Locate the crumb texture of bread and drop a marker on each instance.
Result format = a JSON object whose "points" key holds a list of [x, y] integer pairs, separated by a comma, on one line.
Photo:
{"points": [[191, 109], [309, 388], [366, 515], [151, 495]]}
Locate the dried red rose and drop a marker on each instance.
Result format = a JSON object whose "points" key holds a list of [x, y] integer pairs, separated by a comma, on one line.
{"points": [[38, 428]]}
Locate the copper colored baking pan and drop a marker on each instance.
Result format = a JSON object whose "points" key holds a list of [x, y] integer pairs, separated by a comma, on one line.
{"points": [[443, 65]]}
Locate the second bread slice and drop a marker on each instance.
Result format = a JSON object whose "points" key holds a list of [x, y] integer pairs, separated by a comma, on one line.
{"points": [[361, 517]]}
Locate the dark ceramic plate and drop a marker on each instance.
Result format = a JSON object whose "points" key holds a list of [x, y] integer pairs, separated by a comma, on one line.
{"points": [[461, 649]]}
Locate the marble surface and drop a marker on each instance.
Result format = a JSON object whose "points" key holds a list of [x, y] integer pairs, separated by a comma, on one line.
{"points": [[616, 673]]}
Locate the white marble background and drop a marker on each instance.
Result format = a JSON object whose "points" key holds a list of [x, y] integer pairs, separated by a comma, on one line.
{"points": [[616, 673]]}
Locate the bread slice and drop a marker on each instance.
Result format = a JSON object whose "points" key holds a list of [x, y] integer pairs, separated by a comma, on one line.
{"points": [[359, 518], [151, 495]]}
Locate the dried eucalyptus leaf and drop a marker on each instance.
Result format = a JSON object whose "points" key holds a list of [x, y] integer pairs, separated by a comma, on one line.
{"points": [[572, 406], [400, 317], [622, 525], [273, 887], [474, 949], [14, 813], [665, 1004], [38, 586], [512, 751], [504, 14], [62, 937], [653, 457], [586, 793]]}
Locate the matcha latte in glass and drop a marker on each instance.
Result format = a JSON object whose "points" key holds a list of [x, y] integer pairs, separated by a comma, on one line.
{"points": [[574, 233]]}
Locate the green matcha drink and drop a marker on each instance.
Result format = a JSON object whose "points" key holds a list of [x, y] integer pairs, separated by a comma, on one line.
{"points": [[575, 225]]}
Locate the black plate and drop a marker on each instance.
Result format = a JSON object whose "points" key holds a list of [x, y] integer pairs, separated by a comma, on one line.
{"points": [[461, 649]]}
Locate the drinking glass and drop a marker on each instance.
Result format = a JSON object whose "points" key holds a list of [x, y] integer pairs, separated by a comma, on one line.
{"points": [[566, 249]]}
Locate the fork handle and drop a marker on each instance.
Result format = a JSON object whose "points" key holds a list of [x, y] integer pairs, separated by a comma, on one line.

◇ ◇ ◇

YOUR OBJECTIVE: Copy each line of the data exactly, leaving nothing out.

OUTPUT FOR THIS TASK:
Locate the crumb texture of bread and drop a marker on each instance.
Result format = a JSON object whose "points" key holds a list of [x, y] integer pairs, separated by a comma, on one line.
Photo:
{"points": [[191, 109], [309, 388], [366, 515], [151, 495]]}
Locate the dried red rose and drop a marker on each instance.
Result format = a JSON object whose "points" key holds a list of [x, y] integer pairs, separated by a comma, on one line.
{"points": [[38, 428]]}
Locate the copper colored baking pan and drop a marker on each instance.
Result format = a JSON object whose "points" key holds a list of [x, y] integer pairs, separated by a comma, on one line.
{"points": [[443, 65]]}
Locate the second bread slice and drop a marker on each instance.
Result format = a JSON object whose "points" key holds a list of [x, y] integer pairs, separated by a comma, on one line.
{"points": [[361, 517]]}
Locate the dark ceramic plate and drop a marker on each instance.
Result format = a JSON object whose "points" key holds a list of [x, y] integer pairs, separated by a comma, on one line.
{"points": [[461, 649]]}
Locate the marble surface and drop a marker on each instance.
Result format = a JSON object whose "points" key holds a list of [x, y] integer pairs, separated by a comma, on one line.
{"points": [[616, 673]]}
Locate the white marble background and drop a marker on each instance.
Result format = a JSON object whose "points" key holds a list of [x, y] integer pairs, separated by a comma, on one line.
{"points": [[616, 673]]}
Locate the bread slice and drop a marker on each instance.
Result format = a JSON object whose "points" key holds a list of [x, y] integer pairs, separated by a comma, on one line.
{"points": [[359, 518], [151, 495]]}
Locate the dried eucalyptus leaf and drop a marker on each instance.
Result format = a JSON object whose "points" key holds a list of [x, y] integer pairs, separated by a comma, on one line.
{"points": [[572, 406], [400, 317], [622, 525], [273, 887], [474, 949], [14, 813], [665, 1004], [38, 586], [512, 751], [504, 14], [62, 937], [653, 457], [586, 793]]}
Locate the matcha latte in glass and drop a marker on each instance.
Result format = a JSON object whose "points" key holds a list of [x, y] integer pairs, separated by a comma, on one line.
{"points": [[574, 233]]}
Locate the green matcha drink and drop a marker on each instance.
Result format = a JSON object whose "points" key holds a list of [x, y] integer pairs, separated by a comma, on one line.
{"points": [[575, 225]]}
Locate the black plate and drop a marker on each instance.
Result format = a JSON object whose "points" key holds a list of [x, y] integer pairs, separated by a comma, on one line.
{"points": [[461, 649]]}
Locate the drinking glass and drop a marker on each instance.
Result format = a JSON object whose "points" key holds a list of [x, y] integer pairs, separated by a comma, on one line.
{"points": [[566, 249]]}
Locate the fork handle and drop a marker on each instance.
Result format = a JSON object whose "points" key holds a list of [x, y] integer pairs, separated by a comma, on one line.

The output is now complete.